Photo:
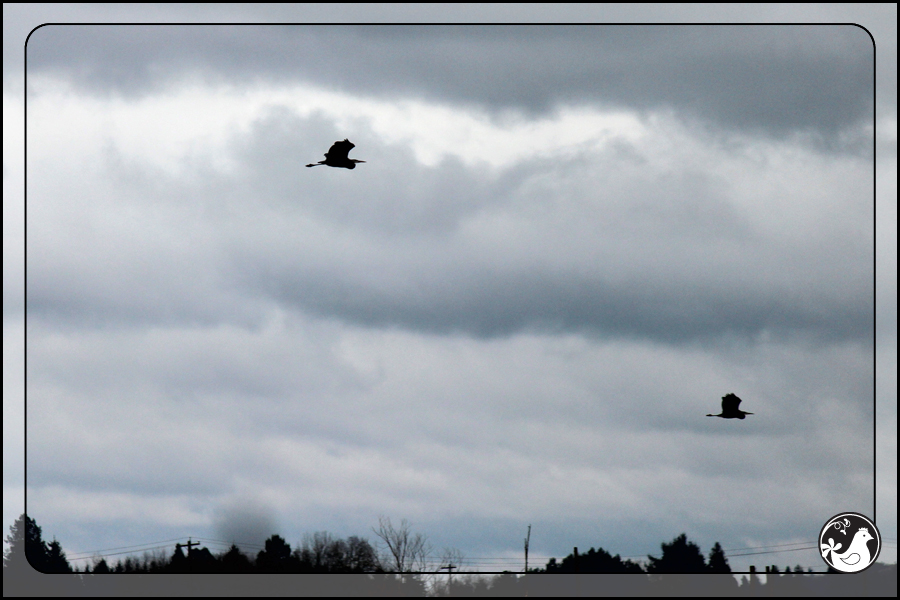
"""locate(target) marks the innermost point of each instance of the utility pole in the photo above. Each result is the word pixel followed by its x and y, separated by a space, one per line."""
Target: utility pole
pixel 527 539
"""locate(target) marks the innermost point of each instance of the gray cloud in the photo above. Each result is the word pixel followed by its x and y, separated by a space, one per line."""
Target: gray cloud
pixel 470 345
pixel 770 78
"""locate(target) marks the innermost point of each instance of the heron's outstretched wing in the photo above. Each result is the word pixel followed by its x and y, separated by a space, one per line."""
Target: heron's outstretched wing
pixel 340 150
pixel 730 403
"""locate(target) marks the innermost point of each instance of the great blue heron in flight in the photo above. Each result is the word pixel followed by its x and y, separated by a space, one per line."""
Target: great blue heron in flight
pixel 730 409
pixel 337 156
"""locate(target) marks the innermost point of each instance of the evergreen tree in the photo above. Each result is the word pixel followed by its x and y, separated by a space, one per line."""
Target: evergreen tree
pixel 27 551
pixel 276 558
pixel 234 561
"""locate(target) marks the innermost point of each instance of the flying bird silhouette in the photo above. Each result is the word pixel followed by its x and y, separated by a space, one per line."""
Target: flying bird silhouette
pixel 730 409
pixel 337 156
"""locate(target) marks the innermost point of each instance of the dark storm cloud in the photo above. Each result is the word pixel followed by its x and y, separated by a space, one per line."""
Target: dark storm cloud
pixel 545 245
pixel 774 78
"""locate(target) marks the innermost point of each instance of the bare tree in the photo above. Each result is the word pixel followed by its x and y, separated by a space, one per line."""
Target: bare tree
pixel 406 552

Written problem: Rewrite all the entries above with "innermost" changed to "central" and everything else left as is, and leave out the pictures.

Exercise output:
Photo:
"""locate(target) marks the central point of each instance of the utility pole in the photo above. Each result is the word pixel followed by its x and y, separated by a space, one per line."""
Target: utility pole
pixel 527 539
"""locate(target) marks the central point of each instance of the gray cloud in the photo above. Each result is the word pixel followed by its x and y, separated by a space, one per line."""
Target: gray cloud
pixel 470 345
pixel 770 78
"""locate(target) marks the central point of each instance of the heron's outstretched wing in the photo above. Each result is the word pixel followed by its x and y, separated by a space, one per line."""
Target: heron's outstretched wing
pixel 340 150
pixel 730 403
"""locate(target) marks the central point of each instance of the great blue heron in flight in the photo above. Each result is the word pixel followed by its x and y, separated by a space, one per line."""
Target: great blue heron in flight
pixel 730 409
pixel 337 156
"""locate(target) marks the central point of each instance of the evergreen tree in the photo above. Each result is the word pixel followed by its x and y, separated by a space, one per line."""
Target: evergreen tree
pixel 27 551
pixel 276 558
pixel 234 561
"""locate(target) marks the central point of each instance of the flying bird silhouette in the photo above. Each result is the word pixel followed by its x and y, separated by a space, one per line."""
Target: flying bird silhouette
pixel 730 409
pixel 337 156
"""locate(target) marks the central point of each instance of the dark storm cloud in the photo above. Each result is the word pixel followed by its x and y, separated by a space, one per line."""
Target: dark storm cloud
pixel 545 245
pixel 774 78
"""locate(target) marks the central point of each instance of the bare tree in the photo above. Each result is the word pixel followed by its x and y, separated by a space, one per line."""
Target: bare tree
pixel 406 552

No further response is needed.